▶ TASK TO COMPLETE
Filter the records below down to the lines that contain the word "tray", and copy each of those lines.

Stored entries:
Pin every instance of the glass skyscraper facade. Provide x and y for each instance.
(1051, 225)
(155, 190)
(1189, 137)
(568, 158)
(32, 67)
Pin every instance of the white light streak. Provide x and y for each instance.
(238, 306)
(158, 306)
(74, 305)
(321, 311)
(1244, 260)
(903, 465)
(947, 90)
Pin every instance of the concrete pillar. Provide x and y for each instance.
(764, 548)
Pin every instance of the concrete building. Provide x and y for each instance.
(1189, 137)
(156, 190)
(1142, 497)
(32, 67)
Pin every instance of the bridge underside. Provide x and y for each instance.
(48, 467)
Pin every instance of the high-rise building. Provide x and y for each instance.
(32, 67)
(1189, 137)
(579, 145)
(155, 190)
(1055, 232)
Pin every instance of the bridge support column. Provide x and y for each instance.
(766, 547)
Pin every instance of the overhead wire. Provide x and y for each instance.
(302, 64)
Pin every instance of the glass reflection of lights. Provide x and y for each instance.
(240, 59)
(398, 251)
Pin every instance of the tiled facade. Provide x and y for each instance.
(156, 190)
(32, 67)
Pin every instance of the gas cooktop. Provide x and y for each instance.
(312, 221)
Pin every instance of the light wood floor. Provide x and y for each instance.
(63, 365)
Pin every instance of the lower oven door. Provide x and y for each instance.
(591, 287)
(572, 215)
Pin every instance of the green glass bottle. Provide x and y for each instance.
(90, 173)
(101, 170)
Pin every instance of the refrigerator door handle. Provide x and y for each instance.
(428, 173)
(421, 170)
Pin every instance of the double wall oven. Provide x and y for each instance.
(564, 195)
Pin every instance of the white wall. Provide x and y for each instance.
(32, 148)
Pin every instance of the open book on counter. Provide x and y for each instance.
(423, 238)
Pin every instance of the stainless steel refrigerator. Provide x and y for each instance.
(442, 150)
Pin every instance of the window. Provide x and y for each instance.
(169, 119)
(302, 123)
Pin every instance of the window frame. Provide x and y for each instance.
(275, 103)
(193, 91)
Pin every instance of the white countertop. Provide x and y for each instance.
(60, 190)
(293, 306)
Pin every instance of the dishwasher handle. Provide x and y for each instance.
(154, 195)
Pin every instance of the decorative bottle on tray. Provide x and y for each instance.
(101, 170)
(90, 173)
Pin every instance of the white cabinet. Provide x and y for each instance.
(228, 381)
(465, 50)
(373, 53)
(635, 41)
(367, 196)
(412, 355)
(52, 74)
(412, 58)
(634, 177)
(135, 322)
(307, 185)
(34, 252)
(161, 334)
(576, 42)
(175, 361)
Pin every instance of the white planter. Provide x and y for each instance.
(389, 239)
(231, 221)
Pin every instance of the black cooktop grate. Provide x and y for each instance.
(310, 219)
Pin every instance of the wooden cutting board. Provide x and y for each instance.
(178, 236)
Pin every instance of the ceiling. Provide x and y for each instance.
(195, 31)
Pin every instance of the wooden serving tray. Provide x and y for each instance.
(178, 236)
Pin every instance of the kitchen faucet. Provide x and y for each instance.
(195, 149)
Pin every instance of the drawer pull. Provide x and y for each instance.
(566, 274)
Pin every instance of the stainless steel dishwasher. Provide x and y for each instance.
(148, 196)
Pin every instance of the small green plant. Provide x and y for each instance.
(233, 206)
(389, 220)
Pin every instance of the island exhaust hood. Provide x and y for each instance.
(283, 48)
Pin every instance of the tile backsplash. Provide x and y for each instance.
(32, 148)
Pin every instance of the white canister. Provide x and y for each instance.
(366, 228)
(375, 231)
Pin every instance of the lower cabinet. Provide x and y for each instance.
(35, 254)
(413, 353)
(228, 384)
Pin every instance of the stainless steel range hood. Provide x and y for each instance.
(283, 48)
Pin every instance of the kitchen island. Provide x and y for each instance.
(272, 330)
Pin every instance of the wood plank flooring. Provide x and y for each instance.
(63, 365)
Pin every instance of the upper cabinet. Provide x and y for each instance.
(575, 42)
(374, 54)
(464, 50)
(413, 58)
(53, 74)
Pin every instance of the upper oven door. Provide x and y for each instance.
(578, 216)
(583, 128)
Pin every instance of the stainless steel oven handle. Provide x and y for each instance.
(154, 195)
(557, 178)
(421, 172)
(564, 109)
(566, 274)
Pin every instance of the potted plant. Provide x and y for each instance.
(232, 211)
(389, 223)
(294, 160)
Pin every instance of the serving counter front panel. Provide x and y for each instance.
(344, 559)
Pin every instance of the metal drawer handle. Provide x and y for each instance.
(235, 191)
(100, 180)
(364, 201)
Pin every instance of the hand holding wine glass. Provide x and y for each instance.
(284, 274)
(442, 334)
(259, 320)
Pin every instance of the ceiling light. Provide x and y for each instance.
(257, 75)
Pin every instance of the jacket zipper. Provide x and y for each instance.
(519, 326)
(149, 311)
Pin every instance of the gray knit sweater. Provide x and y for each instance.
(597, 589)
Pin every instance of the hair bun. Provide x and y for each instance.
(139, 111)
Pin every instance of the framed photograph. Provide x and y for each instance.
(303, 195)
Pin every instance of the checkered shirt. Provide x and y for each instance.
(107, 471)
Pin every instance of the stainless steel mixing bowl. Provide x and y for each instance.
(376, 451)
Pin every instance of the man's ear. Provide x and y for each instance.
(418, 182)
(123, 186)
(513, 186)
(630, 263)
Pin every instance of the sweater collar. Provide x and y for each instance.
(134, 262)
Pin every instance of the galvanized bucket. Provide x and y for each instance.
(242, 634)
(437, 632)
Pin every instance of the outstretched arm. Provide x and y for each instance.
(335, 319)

* * *

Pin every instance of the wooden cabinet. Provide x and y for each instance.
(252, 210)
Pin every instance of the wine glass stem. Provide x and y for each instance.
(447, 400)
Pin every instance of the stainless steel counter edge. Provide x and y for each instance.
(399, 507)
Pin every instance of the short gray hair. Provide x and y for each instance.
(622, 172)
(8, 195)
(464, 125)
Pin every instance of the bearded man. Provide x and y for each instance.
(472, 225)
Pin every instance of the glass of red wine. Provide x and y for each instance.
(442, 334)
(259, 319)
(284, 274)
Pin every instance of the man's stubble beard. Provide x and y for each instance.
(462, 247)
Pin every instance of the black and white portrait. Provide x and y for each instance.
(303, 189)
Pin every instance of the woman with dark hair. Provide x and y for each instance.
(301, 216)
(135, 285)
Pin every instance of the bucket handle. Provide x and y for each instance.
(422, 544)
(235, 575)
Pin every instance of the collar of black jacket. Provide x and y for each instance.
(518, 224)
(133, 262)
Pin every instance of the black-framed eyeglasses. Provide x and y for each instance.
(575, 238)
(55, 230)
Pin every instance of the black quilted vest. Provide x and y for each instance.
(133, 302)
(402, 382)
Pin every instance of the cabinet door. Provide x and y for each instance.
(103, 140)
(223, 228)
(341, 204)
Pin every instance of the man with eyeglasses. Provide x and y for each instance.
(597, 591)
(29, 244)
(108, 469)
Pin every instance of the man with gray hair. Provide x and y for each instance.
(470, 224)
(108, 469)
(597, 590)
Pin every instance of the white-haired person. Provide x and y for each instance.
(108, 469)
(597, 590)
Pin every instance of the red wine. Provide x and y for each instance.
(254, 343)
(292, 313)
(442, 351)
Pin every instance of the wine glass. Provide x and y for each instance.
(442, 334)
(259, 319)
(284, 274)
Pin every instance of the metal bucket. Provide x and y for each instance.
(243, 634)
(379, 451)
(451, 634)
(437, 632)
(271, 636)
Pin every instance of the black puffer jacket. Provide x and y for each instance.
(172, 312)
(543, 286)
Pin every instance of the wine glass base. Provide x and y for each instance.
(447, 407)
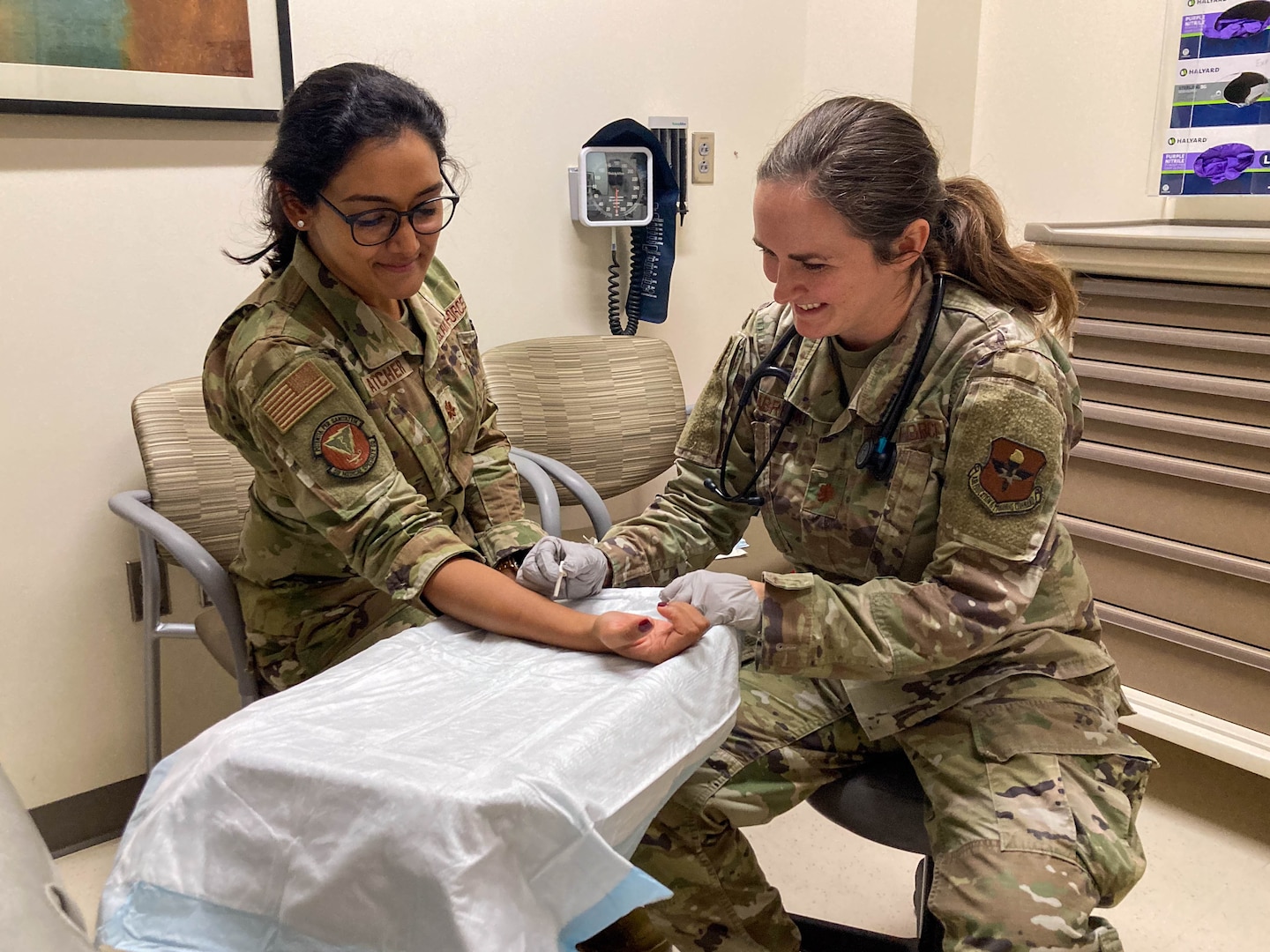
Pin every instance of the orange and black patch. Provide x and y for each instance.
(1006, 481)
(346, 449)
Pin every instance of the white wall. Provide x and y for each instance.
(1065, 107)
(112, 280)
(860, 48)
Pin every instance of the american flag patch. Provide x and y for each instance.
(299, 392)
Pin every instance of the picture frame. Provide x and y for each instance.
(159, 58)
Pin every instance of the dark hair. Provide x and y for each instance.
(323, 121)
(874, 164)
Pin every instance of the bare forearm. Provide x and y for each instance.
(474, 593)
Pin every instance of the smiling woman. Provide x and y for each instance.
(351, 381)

▶ FINISHED TASK
Pin every instance of the decorative bottle on tray. Provide x and y for each instance.
Pin every instance of the wooden serving tray. Provide x and y for each instance.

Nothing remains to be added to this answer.